Directions: Find the word "queried" in the material below and gather every line that contains it.

Given entries:

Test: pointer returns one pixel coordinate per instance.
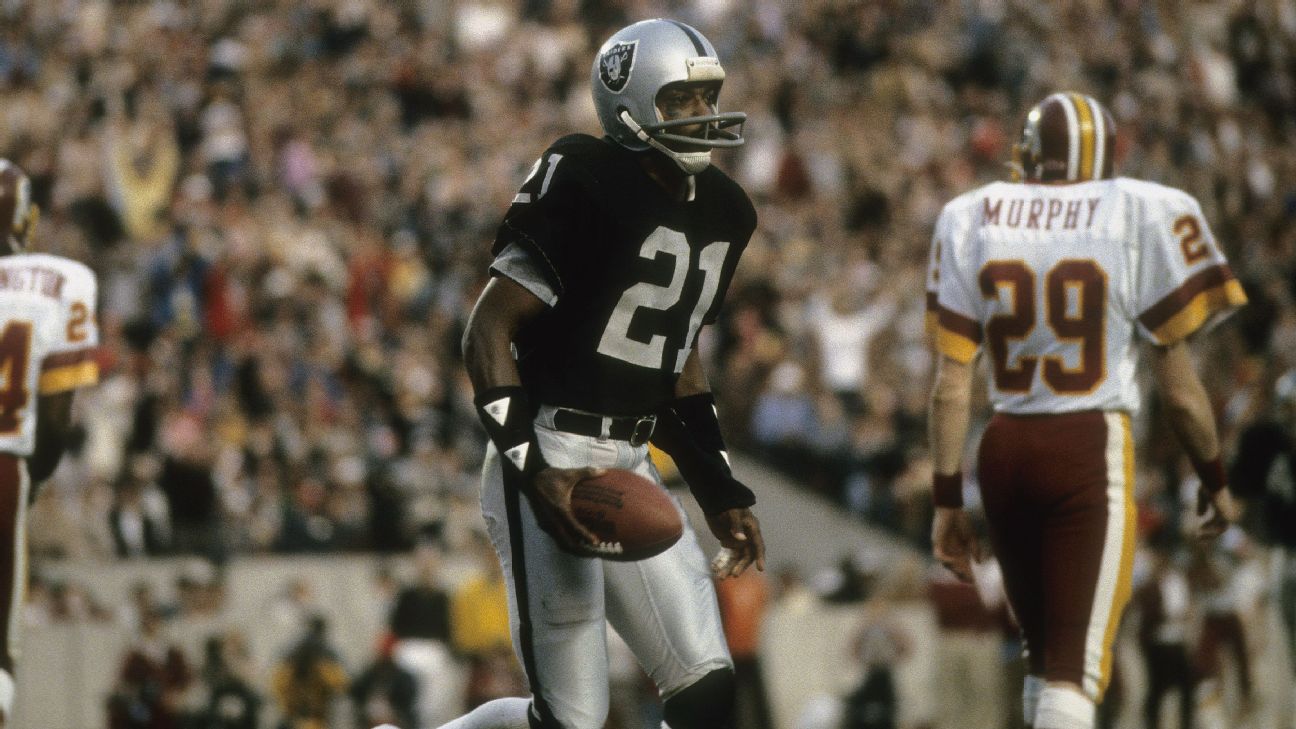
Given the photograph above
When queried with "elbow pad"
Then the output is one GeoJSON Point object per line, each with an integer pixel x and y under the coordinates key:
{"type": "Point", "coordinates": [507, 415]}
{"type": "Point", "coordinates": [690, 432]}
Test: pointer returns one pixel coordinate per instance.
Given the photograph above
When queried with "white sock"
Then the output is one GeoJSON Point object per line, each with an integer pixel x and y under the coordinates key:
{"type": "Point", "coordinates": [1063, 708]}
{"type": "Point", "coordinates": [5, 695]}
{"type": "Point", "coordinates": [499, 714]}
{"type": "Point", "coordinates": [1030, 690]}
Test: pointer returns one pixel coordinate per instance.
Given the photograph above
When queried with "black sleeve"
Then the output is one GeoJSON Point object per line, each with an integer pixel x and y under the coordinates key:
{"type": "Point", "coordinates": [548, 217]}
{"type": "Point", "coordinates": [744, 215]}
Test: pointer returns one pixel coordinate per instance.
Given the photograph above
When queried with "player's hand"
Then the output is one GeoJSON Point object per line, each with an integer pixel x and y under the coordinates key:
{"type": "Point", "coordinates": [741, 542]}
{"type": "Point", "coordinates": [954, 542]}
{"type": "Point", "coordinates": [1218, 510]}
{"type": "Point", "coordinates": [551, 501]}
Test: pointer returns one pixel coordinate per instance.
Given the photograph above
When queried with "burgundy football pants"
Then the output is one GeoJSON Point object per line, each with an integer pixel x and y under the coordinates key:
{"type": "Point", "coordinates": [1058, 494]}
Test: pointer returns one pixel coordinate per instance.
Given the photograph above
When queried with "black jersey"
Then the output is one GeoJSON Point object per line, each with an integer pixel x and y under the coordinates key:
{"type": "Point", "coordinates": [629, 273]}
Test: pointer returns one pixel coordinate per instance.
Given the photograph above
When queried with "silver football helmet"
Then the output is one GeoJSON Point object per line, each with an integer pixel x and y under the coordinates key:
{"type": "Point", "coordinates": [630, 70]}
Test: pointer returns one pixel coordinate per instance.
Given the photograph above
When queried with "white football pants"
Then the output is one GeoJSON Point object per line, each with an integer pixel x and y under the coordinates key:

Reply:
When queried with "elbow pad"
When queried with "white sock"
When queried with "black sleeve"
When queried with "player's hand"
When queried with "burgundy football pants"
When queried with "black jersey"
When queried with "silver football helmet"
When queried with "white football pants"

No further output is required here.